start Excerpted text

Special Issue "Environmental and Sustainability Education: Building Bridges in Times of Climate Urgency"

A special issue of Sustainability (ISSN 2071-1050).

Deadline for manuscript submissions: 30 July 2022.

Special Issue Editors

Dr. Jan Činčera
E-Mail Website
Guest Editor
Associate Professor, Department of Environmental Studies, Masaryk University (MU), Faculty of Social Studies, The Czech Republic
Researcher, Technical University of Liberec, The Czech Republic
Interests: environmental and sustainability education; evaluation research, environmental literacy
Dr. Roman Kroufek
E-Mail Website
Co-Guest Editor
Assistant Professor, Faculty of Education, Jan Evangelista Purkyne University; The Czech Republic
Researcher, Department of Environmental Studies, Masaryk University (MU), The Czech Republic
Interests: environmental education, environmental literacy, research methodology

Special Issue Information

Dear Colleagues,

It is our pleasure to announce the Special Issue “Environmental and Sustainability Education: Building Bridges in Times of Climate Urgency”.

This Special Issue welcomes papers illustrating the need for cooperation among different stakeholders in the field of environmental and sustainability education (ESE). The topic is connected to the theme of the 11th World Environmental Education Congress “Building Bridges in Times of Climate Urgency”, to be held on 14–18 March 2022 in Prague, allowing synergy of our Special Issue with this event.

Closing the gaps between various stakeholders of ESE is a crucial challenge of our time, shaped by the urgency of existential threats to humankind. This Special Issue opens an opportunity for a broad range of manuscripts, including evaluation research, case studies, literature analyses, review studies, and essays.

end Excerpted text

• **Goal 1**
Output the passage of the special issue announcement starting with "Special Issue Information" and going on through "with this event.".
• **Goal 2**
Answer these questions using the special issue announcement:
(a) What is the deadline for manuscript submissions?
(b) When and where is the 11th World Environmental Education Congress to be held?
(c) At which faculty and university is Dr. Roman Kroufek an Assistant Professor?
The entries that come next were taken from a separate source and are unrelated to the special issue announcement.

start Entries shown

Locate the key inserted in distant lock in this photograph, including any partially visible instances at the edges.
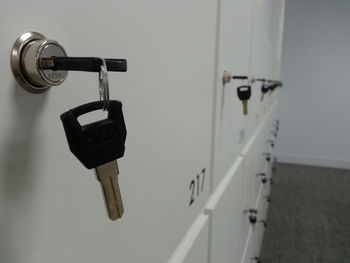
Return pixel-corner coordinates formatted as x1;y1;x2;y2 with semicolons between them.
11;32;127;223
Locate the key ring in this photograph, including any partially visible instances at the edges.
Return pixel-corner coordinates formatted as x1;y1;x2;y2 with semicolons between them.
98;58;109;111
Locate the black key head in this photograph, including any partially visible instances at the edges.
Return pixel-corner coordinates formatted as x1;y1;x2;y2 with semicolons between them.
261;84;270;94
61;100;127;169
237;85;252;101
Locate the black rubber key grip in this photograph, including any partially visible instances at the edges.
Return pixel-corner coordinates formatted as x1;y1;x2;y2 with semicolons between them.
61;100;127;169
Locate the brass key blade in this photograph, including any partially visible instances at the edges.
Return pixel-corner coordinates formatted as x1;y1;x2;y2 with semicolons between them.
242;100;248;115
95;161;124;221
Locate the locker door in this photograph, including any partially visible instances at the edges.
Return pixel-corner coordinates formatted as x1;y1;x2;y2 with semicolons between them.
213;0;253;190
168;214;209;263
0;0;216;263
241;134;257;243
206;157;244;263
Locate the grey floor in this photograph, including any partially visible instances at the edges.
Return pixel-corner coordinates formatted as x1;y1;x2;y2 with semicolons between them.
260;164;350;263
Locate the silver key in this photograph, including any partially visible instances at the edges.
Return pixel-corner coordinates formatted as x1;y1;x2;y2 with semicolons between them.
95;160;124;221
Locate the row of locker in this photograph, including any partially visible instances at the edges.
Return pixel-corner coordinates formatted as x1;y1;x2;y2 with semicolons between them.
0;0;284;263
168;103;278;263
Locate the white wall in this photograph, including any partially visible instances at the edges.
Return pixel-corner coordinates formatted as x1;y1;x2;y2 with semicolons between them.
277;0;350;168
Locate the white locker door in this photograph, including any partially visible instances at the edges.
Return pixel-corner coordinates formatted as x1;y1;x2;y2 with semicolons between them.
247;0;273;134
241;134;258;244
206;157;244;263
168;214;209;263
213;0;253;190
0;0;217;263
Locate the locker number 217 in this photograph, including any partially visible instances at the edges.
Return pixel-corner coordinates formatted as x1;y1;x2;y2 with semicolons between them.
190;168;205;206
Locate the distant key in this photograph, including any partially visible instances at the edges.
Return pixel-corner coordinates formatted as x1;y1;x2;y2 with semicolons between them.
260;84;270;101
61;100;127;220
237;85;251;115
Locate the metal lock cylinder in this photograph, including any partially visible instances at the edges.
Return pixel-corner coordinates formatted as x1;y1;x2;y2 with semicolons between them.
11;32;68;93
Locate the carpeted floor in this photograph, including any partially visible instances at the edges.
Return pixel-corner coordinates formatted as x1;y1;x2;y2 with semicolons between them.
260;164;350;263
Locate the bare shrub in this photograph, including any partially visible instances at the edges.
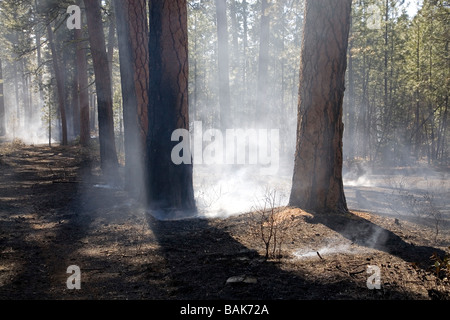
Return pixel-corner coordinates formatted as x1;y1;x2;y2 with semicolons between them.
250;188;297;260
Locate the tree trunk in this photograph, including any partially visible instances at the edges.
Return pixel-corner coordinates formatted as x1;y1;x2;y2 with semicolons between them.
114;0;149;197
84;0;118;183
75;5;91;147
147;0;196;215
47;23;67;146
216;0;231;130
0;59;6;136
289;0;352;212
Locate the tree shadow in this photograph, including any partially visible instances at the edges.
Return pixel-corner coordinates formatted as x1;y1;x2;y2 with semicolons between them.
307;213;445;270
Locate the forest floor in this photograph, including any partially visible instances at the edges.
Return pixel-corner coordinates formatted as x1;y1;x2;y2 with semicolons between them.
0;143;450;300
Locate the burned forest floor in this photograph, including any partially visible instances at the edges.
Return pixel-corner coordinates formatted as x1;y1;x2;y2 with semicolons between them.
0;142;450;300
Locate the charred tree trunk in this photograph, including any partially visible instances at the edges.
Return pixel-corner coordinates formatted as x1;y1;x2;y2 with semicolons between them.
114;0;149;197
289;0;352;212
84;0;118;183
147;0;196;215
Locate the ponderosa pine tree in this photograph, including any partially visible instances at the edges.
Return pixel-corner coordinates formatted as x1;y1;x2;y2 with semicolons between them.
289;0;352;212
114;0;149;196
84;0;118;183
147;0;196;214
0;59;6;136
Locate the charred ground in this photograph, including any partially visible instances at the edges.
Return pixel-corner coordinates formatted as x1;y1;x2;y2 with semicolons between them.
0;143;450;300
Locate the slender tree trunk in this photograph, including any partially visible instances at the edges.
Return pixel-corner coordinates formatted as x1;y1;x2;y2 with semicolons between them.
289;0;352;212
0;59;6;136
84;0;118;183
114;0;149;197
216;0;232;130
47;24;67;146
147;0;196;214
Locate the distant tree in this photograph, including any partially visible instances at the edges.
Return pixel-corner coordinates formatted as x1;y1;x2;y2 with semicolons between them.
47;22;67;146
84;0;118;182
289;0;352;212
147;0;196;213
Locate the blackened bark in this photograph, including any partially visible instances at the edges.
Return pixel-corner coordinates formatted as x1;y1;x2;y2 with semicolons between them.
289;0;352;212
147;0;196;215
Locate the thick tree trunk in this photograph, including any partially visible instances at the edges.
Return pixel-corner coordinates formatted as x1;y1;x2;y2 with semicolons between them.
75;15;91;147
289;0;352;212
114;0;149;197
47;24;67;146
84;0;118;183
147;0;196;214
255;0;270;128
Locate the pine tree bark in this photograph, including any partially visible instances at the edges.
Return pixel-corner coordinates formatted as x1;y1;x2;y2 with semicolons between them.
47;23;67;146
75;9;91;147
84;0;118;183
289;0;352;212
147;0;196;215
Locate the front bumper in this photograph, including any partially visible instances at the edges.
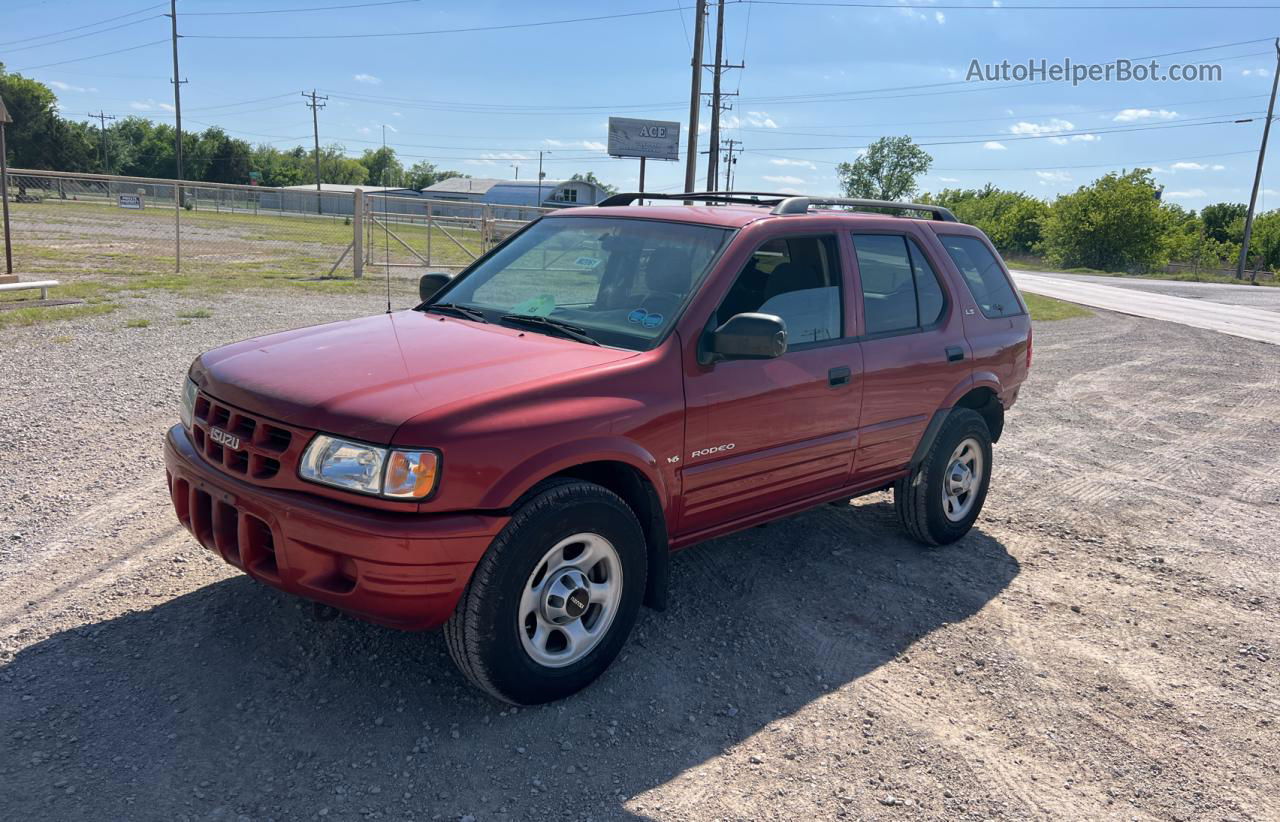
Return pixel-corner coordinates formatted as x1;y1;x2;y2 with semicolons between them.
164;425;509;630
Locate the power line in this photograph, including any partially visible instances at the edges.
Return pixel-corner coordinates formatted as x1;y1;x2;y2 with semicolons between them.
187;8;680;40
736;0;1280;12
13;37;169;73
183;0;421;17
5;14;164;54
0;3;168;46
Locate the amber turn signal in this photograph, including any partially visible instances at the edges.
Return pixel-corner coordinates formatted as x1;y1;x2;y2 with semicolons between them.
383;451;440;499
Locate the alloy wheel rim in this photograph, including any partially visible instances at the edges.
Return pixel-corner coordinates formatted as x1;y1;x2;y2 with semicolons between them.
516;533;622;668
942;437;983;522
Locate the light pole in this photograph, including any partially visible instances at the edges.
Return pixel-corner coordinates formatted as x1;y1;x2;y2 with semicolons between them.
0;97;13;277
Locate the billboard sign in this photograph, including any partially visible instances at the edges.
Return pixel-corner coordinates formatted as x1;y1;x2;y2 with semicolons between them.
609;117;680;160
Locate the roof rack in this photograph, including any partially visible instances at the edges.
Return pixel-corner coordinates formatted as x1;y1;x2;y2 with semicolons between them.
595;191;794;206
773;197;960;223
595;191;959;223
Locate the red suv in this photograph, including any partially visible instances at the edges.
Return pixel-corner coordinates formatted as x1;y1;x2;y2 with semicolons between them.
165;192;1032;703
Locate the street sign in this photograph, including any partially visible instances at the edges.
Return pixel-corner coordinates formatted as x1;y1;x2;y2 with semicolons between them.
609;117;680;160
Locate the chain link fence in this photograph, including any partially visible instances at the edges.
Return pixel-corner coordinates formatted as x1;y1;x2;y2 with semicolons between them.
0;169;548;278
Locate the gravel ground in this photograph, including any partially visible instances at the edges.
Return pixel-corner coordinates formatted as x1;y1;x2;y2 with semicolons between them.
0;286;1280;821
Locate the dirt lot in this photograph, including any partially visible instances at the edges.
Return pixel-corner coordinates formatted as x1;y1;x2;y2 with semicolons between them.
0;292;1280;819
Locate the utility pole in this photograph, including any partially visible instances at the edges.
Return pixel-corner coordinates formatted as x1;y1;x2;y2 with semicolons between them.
88;110;115;174
724;137;742;191
165;0;187;273
535;151;550;209
685;0;707;191
1235;37;1280;279
707;0;745;191
302;88;329;214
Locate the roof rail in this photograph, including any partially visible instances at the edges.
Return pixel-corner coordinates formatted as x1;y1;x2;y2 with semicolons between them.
595;191;792;206
773;197;960;223
595;191;959;223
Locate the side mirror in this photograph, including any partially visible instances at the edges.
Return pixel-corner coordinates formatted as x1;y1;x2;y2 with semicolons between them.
704;314;787;364
417;271;453;302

end Entries shown

• **Task response 1**
Special Issue Information

Dear Colleagues,

It is our pleasure to announce the Special Issue “Environmental and Sustainability Education: Building Bridges in Times of Climate Urgency”.

This Special Issue welcomes papers illustrating the need for cooperation among different stakeholders in the field of environmental and sustainability education (ESE). The topic is connected to the theme of the 11th World Environmental Education Congress “Building Bridges in Times of Climate Urgency”, to be held on 14–18 March 2022 in Prague, allowing synergy of our Special Issue with this event.

• **Task response 2**
(a) 30 July 2022.
(b) On 14–18 March 2022 in Prague.
(c) The Faculty of Education, Jan Evangelista Purkyne University.